Par / 8 décembre 2005

Monsieur le Président,
Monsieur le Ministre,
Mes chers Collègues,

Le 13 avril 2002, Jacques Chirac, Président de la République déclarait, je cite, « la présence de l’Etat dans nos campagnes est un gage d’équilibre du territoire et une obligation pour que chaque français puisse bénéficier d’un égal accès aux services publics ». Je partage tout à fait cette analyse.
Cependant, trois ans après cette déclaration, que peut-on constater ?
Tout d’abord, nous disons que dans ce projet de budget, l’Etat continue de se désengager notamment du financement des politiques publiques, par la mise en oeuvre du deuxième volet de ce qu’on appelle décentralisation.

Mais rappelons au préalable que la mission interministérielle « politique des territoires » comprend six programmes et associe le ministère des transports, de l’équipement, du tourisme et de la mer à celui de l’intérieur et de l’aménagement du territoire.

• Consigne A
Relevez les formules d'adresse qui ouvrent le discours sur la politique des territoires.
• Consigne B
Prolongez le discours sur la politique des territoires à partir de sa dernière phrase.

• Enregistrements du jeu de données de pointage
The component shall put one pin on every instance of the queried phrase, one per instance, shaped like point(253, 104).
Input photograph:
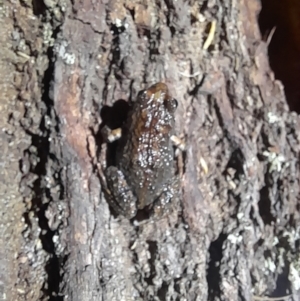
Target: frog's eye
point(171, 104)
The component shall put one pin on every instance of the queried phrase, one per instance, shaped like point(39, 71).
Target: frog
point(144, 174)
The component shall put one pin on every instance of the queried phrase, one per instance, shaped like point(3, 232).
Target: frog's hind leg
point(120, 196)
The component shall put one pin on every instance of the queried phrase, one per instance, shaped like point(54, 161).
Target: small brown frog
point(144, 171)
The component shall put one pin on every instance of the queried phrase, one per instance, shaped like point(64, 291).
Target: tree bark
point(67, 68)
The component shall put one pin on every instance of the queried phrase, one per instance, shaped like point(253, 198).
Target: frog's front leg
point(121, 197)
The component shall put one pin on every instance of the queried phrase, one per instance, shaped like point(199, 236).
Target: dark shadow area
point(113, 118)
point(213, 276)
point(283, 19)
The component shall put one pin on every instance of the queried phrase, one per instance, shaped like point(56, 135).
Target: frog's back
point(145, 155)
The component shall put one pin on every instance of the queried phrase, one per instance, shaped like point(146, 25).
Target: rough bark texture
point(64, 64)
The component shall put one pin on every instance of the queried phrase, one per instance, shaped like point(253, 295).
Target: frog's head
point(158, 96)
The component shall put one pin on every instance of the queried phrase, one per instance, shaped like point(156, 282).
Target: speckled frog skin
point(144, 172)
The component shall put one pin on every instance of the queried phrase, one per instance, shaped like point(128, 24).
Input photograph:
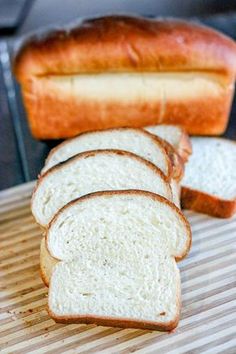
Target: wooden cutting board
point(208, 323)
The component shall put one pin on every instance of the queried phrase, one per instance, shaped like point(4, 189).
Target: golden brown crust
point(185, 146)
point(122, 43)
point(53, 115)
point(116, 322)
point(206, 203)
point(151, 195)
point(176, 160)
point(157, 141)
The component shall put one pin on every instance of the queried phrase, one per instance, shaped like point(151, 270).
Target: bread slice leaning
point(209, 185)
point(94, 171)
point(117, 254)
point(174, 135)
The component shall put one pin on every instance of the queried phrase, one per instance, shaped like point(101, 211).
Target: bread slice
point(128, 139)
point(117, 254)
point(94, 171)
point(209, 185)
point(47, 263)
point(174, 135)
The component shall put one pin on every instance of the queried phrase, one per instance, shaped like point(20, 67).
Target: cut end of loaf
point(209, 182)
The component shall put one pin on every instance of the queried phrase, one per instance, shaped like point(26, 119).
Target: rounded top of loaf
point(124, 43)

• Réponse rédigée A
Monsieur le Président
Monsieur le Ministre
Mes chers Collègues

• Réponse rédigée B
Les politiques concernées par cette mission au contenu hétérogène sont toutes importantes. Il s’agit de la politique de l’urbanisme, du tourisme, de l’aménagement du territoire, et curieusement de la politique des routes et voies navigables en ce qui concerne les personnels DDE et voies navigables. J’espère que cela ne préfigure pas un désengagement de l’Etat dans ce domaine.

L’importance de la mission contraste avec les crédits que l’Etat entend consacrer à la politique des territoires. Cette mission en terme budgétaire apparaît comme une mission de faible importance. Ainsi, les autorisations d’engagement ne représentent que 0.25% de celles du budget général de l’Etat, quant aux crédits de paiement, ils représentent seulement 0.21% de ceux du budget général.
On nous dit qu’à cela s’ajoutent les fonds de concours. Mais, nous savons peu de choses à ce sujet. De plus nous déplorons, avec d’autres, que les collectivités territoriales soient souvent conduites à avancer à l’Etat les crédits qu’elles consentent en faveur des dépenses communes. Comme le note le rapporteur de la commission des finances, il serait intéressant qu’à l’avenir soit précisée l’origine de ces fonds.

Finalement ce budget paie les salaires de l’administration centrale, les études, les évaluations, mais il est très insuffisant pour les collectivités locales qui portent pourtant de plus en plus de missions en lieu et place de l’Etat. Rappelons qu’à l’assemblée nationale, un amendement à l’initiative de M. Giscard d’Estaing, tendait à supprimer deux millions d’euros destinés aux politiques locales.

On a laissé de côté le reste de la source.